##### MATERIAL FOR THE TASK #####
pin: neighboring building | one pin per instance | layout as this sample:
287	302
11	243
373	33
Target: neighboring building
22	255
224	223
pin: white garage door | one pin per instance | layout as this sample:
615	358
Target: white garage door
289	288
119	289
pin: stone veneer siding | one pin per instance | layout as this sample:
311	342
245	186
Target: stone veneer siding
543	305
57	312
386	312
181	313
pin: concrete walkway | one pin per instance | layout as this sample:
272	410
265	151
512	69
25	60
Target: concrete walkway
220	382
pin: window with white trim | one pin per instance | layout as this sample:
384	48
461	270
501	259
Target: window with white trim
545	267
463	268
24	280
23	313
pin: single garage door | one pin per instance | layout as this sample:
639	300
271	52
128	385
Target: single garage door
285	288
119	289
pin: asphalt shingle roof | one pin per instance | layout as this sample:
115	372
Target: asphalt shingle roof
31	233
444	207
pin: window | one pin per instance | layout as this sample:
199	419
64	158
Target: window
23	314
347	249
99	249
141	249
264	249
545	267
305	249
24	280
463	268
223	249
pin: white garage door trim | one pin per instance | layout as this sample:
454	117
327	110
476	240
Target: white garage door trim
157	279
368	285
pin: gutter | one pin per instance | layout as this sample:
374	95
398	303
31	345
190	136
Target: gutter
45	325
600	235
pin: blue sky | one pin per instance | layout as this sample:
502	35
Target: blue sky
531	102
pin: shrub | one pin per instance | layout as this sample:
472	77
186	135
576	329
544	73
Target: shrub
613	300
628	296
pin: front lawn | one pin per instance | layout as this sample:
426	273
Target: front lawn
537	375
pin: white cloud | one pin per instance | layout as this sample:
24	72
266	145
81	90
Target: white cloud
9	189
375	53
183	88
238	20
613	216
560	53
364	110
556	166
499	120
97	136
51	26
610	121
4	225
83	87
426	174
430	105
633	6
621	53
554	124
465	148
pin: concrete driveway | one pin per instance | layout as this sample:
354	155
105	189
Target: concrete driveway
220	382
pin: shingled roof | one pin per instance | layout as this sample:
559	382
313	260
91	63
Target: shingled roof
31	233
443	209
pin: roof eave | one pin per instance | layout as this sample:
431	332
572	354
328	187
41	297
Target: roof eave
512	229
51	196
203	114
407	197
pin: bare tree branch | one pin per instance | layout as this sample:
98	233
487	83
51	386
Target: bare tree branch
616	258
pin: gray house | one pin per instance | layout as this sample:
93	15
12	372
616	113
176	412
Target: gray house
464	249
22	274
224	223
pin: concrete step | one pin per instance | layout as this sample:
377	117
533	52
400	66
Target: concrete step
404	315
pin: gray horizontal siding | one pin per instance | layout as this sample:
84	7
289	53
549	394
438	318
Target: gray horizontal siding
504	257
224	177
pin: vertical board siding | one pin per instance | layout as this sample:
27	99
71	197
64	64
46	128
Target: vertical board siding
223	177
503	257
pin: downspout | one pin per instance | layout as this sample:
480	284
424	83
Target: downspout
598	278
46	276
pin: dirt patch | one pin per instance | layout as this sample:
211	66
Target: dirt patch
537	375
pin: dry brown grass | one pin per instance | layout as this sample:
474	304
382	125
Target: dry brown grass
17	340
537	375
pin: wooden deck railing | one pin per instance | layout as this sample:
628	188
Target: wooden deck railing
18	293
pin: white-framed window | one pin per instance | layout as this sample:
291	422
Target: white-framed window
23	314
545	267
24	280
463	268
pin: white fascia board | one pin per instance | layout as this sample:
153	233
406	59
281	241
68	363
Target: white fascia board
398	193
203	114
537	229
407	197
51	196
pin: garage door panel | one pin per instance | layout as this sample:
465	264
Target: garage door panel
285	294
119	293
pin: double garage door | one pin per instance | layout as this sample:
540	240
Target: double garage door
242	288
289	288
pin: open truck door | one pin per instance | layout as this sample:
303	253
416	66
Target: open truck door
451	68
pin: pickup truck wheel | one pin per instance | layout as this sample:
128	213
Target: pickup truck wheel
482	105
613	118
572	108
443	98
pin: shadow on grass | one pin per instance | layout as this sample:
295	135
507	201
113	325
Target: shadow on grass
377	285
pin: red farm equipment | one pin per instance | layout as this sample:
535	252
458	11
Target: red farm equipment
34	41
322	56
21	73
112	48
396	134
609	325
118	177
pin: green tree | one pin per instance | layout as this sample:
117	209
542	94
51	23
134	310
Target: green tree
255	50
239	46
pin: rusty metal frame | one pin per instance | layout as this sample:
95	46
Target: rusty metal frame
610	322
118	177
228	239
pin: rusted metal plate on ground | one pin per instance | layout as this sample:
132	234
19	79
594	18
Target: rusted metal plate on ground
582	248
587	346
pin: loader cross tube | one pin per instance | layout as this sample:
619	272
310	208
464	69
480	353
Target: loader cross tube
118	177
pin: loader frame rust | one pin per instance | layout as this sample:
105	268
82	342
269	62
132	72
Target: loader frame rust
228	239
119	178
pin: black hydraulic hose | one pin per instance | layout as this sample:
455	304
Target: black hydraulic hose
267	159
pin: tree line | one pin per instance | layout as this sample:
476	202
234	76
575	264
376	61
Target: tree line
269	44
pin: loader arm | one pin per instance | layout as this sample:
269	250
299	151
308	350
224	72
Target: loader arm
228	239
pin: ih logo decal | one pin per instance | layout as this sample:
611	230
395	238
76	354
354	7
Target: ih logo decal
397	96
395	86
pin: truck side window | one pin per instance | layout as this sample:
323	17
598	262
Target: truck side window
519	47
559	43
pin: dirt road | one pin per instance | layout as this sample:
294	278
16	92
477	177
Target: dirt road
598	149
#####
§ ABOUT THIS EXERCISE
Copy out the entries in full, exactly as they appear.

§ SOLUTION TO THE PROBLEM
pin: neighboring building | one pin per instance | layout as this sample:
287	302
11	243
373	33
Target: neighboring building
22	255
224	223
pin: white garage door | one pin per instance | layout as this sample:
615	358
Target: white garage door
289	288
119	289
pin: stone veneer siding | one pin per instance | layout as this sample:
311	342
245	186
Target: stone veneer siding
543	305
57	312
386	312
181	313
pin: concrete walkway | one pin per instance | layout as this sample:
272	410
265	151
512	69
25	60
Target: concrete walkway
220	382
pin: window with white trim | one pin per instance | layout as this sample:
384	48
461	270
501	259
Target: window with white trim
545	267
463	268
24	280
23	313
pin: single garage door | one pin per instance | layout as this sample:
639	300
271	52
128	385
Target: single garage door
285	288
119	289
pin: asphalt shingle roof | one pin per instance | layout as this sample:
115	372
Target: asphalt shingle roof
31	233
444	207
pin: window | one pin per instance | layout as this sample:
199	419
64	158
Target: window
23	314
347	249
99	249
141	249
264	249
545	267
305	249
24	280
463	268
223	249
pin: white garage door trim | one pin per instance | layout as this sample:
454	117
327	110
476	240
Target: white garage door trim
157	279
368	285
pin: gutter | one pin per instance | layout as this sample:
374	95
398	303
31	345
190	136
Target: gutter
45	325
600	235
pin: blue sky | one pin per instance | layout as this sample:
502	35
Target: blue sky
531	102
pin: shrub | one pin per instance | layout as this sample:
472	77
186	135
576	329
544	73
Target: shrub
613	300
628	296
pin: front lawn | one pin per instance | layout as this sample:
426	273
Target: front lawn
537	375
pin: white cloud | one pin per instance | layout as this sample:
24	72
266	145
81	90
Target: white cloud
9	189
375	53
183	88
238	20
613	216
560	53
364	110
556	166
499	120
97	136
51	26
610	121
4	225
83	87
426	174
430	105
633	6
621	53
554	124
465	148
pin: concrete driveway | one pin per instance | layout as this sample:
354	155
105	189
Target: concrete driveway
220	382
pin: shingled roof | one pin per instance | layout as this sample:
559	382
313	260
91	63
Target: shingled roof
31	233
443	209
pin: roof eave | one pin per instance | layout as this sample:
431	332
572	354
328	187
41	297
Target: roof eave
512	229
51	196
203	114
407	197
pin: bare tree branch | one pin per instance | layout as this sample:
98	233
487	83
51	386
Target: bare tree branch
616	258
pin: gray house | one pin per instance | layout as this sample:
93	15
12	372
616	113
176	412
Target: gray house
464	249
22	274
224	223
pin: concrete step | one pin per instance | layout as this sample:
377	117
533	52
400	66
Target: concrete step
404	315
pin: gray horizontal siding | one pin per instance | layout as this sample:
84	7
289	53
549	394
438	318
Target: gray horizontal siding
504	257
224	177
pin: vertical board siding | one pin per instance | layout as this sample:
27	99
71	197
64	64
46	128
Target: vertical board siding
223	177
503	257
pin: downspout | one pin per instance | layout as this sample:
480	284
424	83
Target: downspout
598	278
46	276
pin: dirt patch | one pin per instance | layout as this sample:
211	66
Target: dirt patch
537	375
pin: dry brown grass | one pin per instance | layout as this sample:
474	304
382	125
Target: dry brown grass
17	340
537	375
pin: wooden deck railing | one pin per instance | layout as this sample:
628	188
Target: wooden deck railing
18	293
pin: white-framed window | one pin per instance | layout as this sample:
291	422
Target: white-framed window
23	314
545	267
24	280
463	268
pin: white fascia board | one pin per instance | layout as this sample:
153	233
406	59
281	241
68	363
Target: white fascia board
398	193
203	114
537	229
407	197
51	196
pin: garage door panel | one pin per instance | layout as this sample:
465	264
Target: garage door panel
285	294
119	293
pin: double garage door | one pin per instance | layout as this sample:
540	240
Target: double garage door
242	288
289	288
pin: open truck door | one pin per instance | layout as this sample:
303	253
416	66
Target: open truck door
451	68
pin: pickup truck wheel | one pin per instance | layout as this sample:
128	213
Target: pickup truck wheel
482	105
613	118
572	108
443	98
pin: shadow on grass | one pin per instance | layout as this sample:
295	135
507	201
113	325
Target: shadow on grass
377	285
pin: red farm equipment | one pin per instance | layout as this sample:
535	252
458	11
Target: red farm equipment
34	41
322	56
21	73
112	48
396	134
609	325
118	177
pin: green tree | one pin per instance | layout as this sample:
117	209
542	94
51	23
134	310
Target: green tree
255	50
239	46
pin: rusty metal frame | one pin per instance | layout as this sample:
95	46
Target: rusty metal frame
610	322
118	177
228	239
pin: rusted metal plate on ground | one pin per instance | layout as this sample:
132	234
19	79
594	18
Target: rusted metal plate on ground
582	248
587	346
pin: loader cross tube | one pin per instance | layout as this sample:
619	272
310	208
464	69
480	353
Target: loader cross tube
118	177
pin: loader frame rust | one pin per instance | layout as this sample:
105	268
82	342
269	62
132	72
Target: loader frame rust
228	239
119	178
pin: black hydraulic hose | one pin per instance | layout as this sample:
455	304
Target: black hydraulic hose
267	159
pin: tree line | one pin per instance | layout as this sample:
476	202
234	76
575	264
376	61
Target: tree line
269	44
pin: loader arm | one pin per instance | layout as this sample:
269	250
299	151
308	350
224	72
Target: loader arm
228	239
pin: ih logo decal | one pin per instance | layout as this sample:
611	230
395	238
76	354
354	7
Target: ih logo decal
397	96
395	86
pin: truck side window | one pin per instance | layout as this sample:
323	17
598	262
Target: truck side window
519	47
559	43
pin: dirt road | one pin per instance | layout as this sample:
294	278
16	92
477	177
Target: dirt road
598	149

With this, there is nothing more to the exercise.